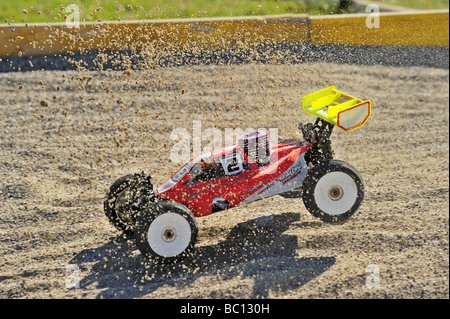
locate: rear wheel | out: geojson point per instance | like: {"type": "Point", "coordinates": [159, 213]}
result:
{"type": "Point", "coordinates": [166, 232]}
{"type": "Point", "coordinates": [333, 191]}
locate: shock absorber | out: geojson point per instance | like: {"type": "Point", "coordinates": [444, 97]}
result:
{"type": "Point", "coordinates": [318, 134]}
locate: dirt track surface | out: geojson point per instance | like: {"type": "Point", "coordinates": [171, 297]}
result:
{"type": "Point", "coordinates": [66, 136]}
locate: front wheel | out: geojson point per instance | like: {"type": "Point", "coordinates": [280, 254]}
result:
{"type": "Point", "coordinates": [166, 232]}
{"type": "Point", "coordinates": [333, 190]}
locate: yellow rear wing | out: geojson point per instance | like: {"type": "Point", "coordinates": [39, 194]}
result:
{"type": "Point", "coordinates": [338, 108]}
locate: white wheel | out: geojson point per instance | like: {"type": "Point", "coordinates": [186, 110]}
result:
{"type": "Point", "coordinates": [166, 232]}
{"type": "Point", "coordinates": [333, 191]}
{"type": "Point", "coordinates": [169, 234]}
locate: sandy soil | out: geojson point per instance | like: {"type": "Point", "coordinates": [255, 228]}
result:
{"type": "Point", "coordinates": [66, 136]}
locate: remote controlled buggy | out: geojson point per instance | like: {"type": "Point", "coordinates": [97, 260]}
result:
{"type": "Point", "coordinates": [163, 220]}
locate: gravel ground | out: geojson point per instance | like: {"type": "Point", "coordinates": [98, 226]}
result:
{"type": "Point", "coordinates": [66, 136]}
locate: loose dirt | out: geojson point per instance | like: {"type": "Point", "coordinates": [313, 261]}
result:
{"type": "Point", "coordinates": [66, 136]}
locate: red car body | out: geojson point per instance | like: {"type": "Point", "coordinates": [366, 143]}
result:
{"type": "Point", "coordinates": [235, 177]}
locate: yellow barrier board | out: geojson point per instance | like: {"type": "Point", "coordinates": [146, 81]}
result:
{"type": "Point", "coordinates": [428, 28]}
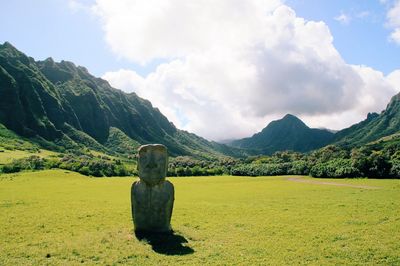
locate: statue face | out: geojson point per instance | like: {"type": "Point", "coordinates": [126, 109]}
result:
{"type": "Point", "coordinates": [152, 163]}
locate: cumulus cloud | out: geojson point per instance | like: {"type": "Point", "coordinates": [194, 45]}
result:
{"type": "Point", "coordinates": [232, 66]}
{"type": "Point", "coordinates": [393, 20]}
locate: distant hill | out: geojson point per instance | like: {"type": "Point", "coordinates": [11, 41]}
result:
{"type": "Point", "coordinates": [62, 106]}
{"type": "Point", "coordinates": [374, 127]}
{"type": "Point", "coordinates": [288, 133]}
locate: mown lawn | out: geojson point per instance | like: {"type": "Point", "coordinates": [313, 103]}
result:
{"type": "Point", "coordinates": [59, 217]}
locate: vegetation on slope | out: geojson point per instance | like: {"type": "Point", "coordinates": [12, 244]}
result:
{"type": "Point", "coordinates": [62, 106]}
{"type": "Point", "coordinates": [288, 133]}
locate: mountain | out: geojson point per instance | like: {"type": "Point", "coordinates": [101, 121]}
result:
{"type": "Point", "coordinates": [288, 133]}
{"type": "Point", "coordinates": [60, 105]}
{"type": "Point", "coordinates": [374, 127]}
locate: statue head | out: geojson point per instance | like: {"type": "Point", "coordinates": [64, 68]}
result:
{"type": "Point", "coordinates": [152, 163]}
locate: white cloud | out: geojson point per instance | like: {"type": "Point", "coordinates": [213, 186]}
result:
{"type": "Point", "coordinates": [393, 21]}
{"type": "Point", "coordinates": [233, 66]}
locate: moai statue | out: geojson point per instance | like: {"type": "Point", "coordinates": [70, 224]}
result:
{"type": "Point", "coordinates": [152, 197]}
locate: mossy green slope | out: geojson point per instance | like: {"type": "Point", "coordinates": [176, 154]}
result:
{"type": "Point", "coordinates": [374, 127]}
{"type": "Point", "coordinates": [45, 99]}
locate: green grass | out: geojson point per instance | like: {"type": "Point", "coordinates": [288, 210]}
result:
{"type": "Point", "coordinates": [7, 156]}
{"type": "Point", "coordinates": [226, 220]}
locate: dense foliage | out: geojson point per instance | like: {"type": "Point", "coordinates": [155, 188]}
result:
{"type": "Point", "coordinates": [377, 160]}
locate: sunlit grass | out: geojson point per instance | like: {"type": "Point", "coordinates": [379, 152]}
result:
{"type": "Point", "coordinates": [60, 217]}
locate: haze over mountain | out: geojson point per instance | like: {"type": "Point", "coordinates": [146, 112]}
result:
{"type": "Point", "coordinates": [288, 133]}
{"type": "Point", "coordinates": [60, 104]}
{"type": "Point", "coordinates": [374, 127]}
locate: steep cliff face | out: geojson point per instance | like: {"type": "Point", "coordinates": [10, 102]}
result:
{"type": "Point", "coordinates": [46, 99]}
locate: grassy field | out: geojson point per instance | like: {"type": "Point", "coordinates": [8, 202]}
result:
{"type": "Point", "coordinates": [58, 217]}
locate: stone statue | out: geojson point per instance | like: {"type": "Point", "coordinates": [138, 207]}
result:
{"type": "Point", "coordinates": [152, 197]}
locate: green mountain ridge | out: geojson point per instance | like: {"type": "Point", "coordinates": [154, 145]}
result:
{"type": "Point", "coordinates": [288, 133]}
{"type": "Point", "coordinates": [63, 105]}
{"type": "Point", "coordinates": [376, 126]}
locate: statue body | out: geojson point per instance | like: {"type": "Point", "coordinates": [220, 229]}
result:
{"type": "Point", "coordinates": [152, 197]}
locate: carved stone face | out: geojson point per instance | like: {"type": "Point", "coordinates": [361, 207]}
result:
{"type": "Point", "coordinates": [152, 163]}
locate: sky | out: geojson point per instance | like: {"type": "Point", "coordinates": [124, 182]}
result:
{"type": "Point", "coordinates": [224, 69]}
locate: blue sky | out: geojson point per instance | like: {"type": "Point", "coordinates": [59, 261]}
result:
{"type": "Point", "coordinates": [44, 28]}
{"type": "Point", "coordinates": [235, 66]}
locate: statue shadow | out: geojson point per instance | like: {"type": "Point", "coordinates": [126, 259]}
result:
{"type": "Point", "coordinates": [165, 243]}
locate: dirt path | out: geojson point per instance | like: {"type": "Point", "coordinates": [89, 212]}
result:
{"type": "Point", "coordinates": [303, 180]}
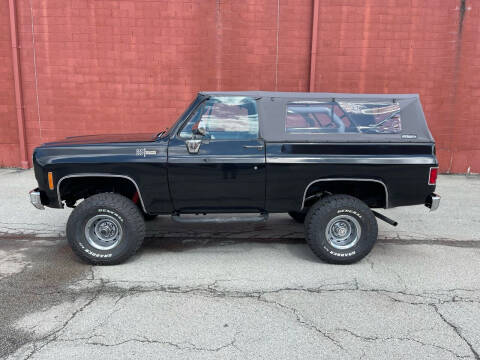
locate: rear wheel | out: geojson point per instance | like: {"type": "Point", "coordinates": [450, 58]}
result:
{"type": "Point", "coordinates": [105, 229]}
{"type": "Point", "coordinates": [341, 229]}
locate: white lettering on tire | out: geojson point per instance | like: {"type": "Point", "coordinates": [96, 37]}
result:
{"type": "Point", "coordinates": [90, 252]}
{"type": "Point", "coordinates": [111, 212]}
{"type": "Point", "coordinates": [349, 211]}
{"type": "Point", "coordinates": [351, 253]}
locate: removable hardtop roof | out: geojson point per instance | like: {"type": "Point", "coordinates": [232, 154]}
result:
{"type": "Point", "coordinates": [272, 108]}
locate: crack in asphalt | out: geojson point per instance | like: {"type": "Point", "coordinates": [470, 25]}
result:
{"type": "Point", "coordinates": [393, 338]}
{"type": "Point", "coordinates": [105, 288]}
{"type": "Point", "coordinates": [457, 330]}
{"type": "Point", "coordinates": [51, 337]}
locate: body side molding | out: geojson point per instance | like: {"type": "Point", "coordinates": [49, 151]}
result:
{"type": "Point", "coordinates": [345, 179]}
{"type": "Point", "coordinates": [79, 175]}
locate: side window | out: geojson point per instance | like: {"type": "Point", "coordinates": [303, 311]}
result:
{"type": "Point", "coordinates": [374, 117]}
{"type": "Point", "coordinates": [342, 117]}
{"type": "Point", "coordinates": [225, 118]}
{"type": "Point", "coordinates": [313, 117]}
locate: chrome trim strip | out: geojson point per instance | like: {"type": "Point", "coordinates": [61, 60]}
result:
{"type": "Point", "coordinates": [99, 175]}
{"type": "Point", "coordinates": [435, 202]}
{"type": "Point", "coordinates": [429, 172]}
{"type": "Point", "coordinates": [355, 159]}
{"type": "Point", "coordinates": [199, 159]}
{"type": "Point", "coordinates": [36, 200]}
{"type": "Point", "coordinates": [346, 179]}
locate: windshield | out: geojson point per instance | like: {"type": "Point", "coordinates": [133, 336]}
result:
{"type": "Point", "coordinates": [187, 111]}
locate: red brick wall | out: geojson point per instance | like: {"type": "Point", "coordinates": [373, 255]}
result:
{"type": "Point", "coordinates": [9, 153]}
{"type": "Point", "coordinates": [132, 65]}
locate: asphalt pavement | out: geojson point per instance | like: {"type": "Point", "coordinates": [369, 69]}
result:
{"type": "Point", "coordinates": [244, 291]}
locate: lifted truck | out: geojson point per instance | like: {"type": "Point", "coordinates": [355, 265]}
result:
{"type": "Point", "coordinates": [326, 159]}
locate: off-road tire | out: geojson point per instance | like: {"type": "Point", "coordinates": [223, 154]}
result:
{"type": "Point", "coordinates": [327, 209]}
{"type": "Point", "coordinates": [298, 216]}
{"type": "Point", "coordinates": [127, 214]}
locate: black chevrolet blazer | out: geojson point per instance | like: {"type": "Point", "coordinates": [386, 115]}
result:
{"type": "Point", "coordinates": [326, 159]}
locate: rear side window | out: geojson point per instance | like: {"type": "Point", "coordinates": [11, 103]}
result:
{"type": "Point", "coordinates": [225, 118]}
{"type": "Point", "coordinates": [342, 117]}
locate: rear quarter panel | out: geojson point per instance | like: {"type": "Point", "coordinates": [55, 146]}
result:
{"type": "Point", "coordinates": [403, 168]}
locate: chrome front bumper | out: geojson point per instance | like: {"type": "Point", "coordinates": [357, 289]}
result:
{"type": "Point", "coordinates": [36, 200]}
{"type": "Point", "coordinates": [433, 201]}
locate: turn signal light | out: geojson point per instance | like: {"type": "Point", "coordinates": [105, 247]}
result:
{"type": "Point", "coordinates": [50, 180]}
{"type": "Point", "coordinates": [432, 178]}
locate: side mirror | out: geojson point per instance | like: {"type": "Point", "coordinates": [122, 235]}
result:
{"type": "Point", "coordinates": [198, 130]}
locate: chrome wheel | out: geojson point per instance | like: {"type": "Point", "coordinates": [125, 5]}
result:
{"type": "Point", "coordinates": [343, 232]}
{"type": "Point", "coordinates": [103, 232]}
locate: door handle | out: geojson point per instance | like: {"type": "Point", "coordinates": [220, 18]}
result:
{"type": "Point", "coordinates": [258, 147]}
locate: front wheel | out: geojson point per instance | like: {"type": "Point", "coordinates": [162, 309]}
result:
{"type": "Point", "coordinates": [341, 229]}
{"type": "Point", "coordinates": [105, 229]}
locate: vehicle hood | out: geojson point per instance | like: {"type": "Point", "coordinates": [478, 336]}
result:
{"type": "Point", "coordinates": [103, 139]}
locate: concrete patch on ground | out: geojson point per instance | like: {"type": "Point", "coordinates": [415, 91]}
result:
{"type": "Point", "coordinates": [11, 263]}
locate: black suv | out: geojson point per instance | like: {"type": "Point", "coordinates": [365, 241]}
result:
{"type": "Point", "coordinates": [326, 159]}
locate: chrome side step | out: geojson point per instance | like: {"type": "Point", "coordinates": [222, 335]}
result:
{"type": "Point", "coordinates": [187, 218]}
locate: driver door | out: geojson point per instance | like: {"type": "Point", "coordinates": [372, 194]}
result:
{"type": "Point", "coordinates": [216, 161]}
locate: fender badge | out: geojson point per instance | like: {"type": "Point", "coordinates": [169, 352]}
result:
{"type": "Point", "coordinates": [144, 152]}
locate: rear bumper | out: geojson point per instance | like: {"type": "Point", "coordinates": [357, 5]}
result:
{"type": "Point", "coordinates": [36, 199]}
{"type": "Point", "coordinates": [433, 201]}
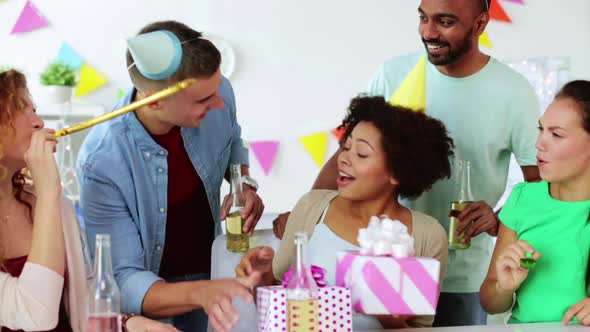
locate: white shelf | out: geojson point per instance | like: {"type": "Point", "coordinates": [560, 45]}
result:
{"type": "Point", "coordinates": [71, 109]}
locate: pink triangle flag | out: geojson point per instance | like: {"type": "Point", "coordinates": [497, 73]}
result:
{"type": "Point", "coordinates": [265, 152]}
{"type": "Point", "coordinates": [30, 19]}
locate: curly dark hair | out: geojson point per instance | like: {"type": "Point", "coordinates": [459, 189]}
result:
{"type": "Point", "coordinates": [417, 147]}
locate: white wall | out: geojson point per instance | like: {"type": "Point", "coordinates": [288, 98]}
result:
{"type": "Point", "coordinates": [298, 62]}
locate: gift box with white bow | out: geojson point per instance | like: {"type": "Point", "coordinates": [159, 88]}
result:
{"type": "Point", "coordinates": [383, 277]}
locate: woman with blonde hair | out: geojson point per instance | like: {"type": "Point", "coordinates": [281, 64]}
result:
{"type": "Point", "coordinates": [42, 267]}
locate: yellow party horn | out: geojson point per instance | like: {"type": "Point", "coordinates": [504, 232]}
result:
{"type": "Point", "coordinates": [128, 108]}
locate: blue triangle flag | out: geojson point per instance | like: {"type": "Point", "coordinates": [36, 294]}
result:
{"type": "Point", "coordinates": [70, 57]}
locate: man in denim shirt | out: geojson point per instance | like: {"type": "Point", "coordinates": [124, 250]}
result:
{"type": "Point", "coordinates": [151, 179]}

● WORK TO DO:
Copy verbatim the span that opens at the line with "locate: chrome side" and closes at the final line of the listing. Do not carry over any pictures.

● RESULT:
locate: chrome side step | out: geojson point per instance | like: {"type": "Point", "coordinates": [222, 335]}
result:
{"type": "Point", "coordinates": [187, 218]}
locate: driver door | out: geojson point per instance | like: {"type": "Point", "coordinates": [372, 194]}
result:
{"type": "Point", "coordinates": [216, 161]}
locate: fender badge | out: geojson point per instance | like: {"type": "Point", "coordinates": [169, 352]}
result:
{"type": "Point", "coordinates": [144, 152]}
locate: rear bumper | out: geojson point per instance | like: {"type": "Point", "coordinates": [357, 5]}
result:
{"type": "Point", "coordinates": [36, 199]}
{"type": "Point", "coordinates": [433, 201]}
locate: white shelf | out: geojson point per instance | like: {"type": "Point", "coordinates": [560, 45]}
result:
{"type": "Point", "coordinates": [71, 109]}
locate: pink triangle flag | out: geojson point per instance | like: {"type": "Point", "coordinates": [497, 73]}
result:
{"type": "Point", "coordinates": [265, 152]}
{"type": "Point", "coordinates": [30, 19]}
locate: curly dark hair | out: geojson point per instance | like: {"type": "Point", "coordinates": [459, 189]}
result:
{"type": "Point", "coordinates": [417, 147]}
locate: white wall | out: geojson point per instance | like: {"type": "Point", "coordinates": [288, 98]}
result:
{"type": "Point", "coordinates": [298, 62]}
locate: gift box with white bow | out: geojson point per instance | like: {"type": "Point", "coordinates": [159, 88]}
result:
{"type": "Point", "coordinates": [383, 277]}
locate: woman with blonde hair | out: geojson point per instance | like: {"type": "Point", "coordinates": [281, 64]}
result:
{"type": "Point", "coordinates": [42, 267]}
locate: yellow party horn | out: geojson point per instance | like: {"type": "Point", "coordinates": [504, 232]}
result:
{"type": "Point", "coordinates": [128, 108]}
locate: blue triangle flag | out: geojson point per instance | like: {"type": "Point", "coordinates": [36, 294]}
result:
{"type": "Point", "coordinates": [70, 57]}
locate: man in denim shirt | out: geojson point per instance | like: {"type": "Point", "coordinates": [124, 250]}
result:
{"type": "Point", "coordinates": [151, 179]}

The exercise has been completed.